Task instructions:
Copy all of the items below, requests included, and add -48 to every coordinate in the answers. Leave the pictures out of your reply.

Stored data:
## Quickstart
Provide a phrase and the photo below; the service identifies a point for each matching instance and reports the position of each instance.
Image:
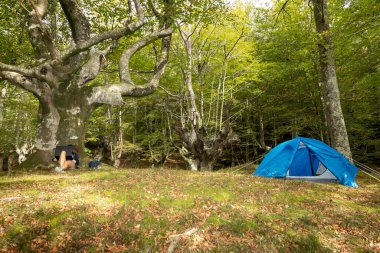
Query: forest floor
(159, 210)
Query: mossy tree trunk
(58, 78)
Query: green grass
(138, 210)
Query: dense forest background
(253, 68)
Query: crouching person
(64, 164)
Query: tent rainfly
(307, 159)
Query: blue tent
(307, 159)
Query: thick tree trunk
(74, 111)
(62, 121)
(331, 96)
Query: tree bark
(58, 78)
(331, 94)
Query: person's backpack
(94, 164)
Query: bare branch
(168, 92)
(112, 94)
(24, 82)
(281, 10)
(129, 52)
(40, 38)
(155, 11)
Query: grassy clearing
(138, 210)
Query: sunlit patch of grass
(179, 204)
(308, 243)
(137, 211)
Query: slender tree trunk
(331, 95)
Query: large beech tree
(59, 74)
(331, 95)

The result:
## Quickstart
Provide a phrase and the photo below; the service identifies a point for each matching instance and reports the position of each instance.
Image:
Query: forest floor
(111, 162)
Query: mossy tree trunk
(10, 30)
Query: green grass
(90, 162)
Query: dense forest background
(205, 20)
Query: crouching person
(16, 116)
Query: tent rainfly
(259, 111)
Query: blue tent
(259, 111)
Query: thick tree trunk
(26, 63)
(14, 73)
(283, 48)
Query: tree bark
(10, 30)
(283, 46)
Query: person's backpack
(46, 116)
Query: bare branch
(120, 44)
(64, 46)
(-24, 34)
(233, -38)
(81, 4)
(-8, -10)
(107, -37)
Query: grassy clearing
(90, 162)
Query: sunlit patch of grass
(131, 156)
(260, 195)
(89, 163)
Query: slender tree trunk
(283, 47)
Query: large beech tree
(11, 26)
(283, 47)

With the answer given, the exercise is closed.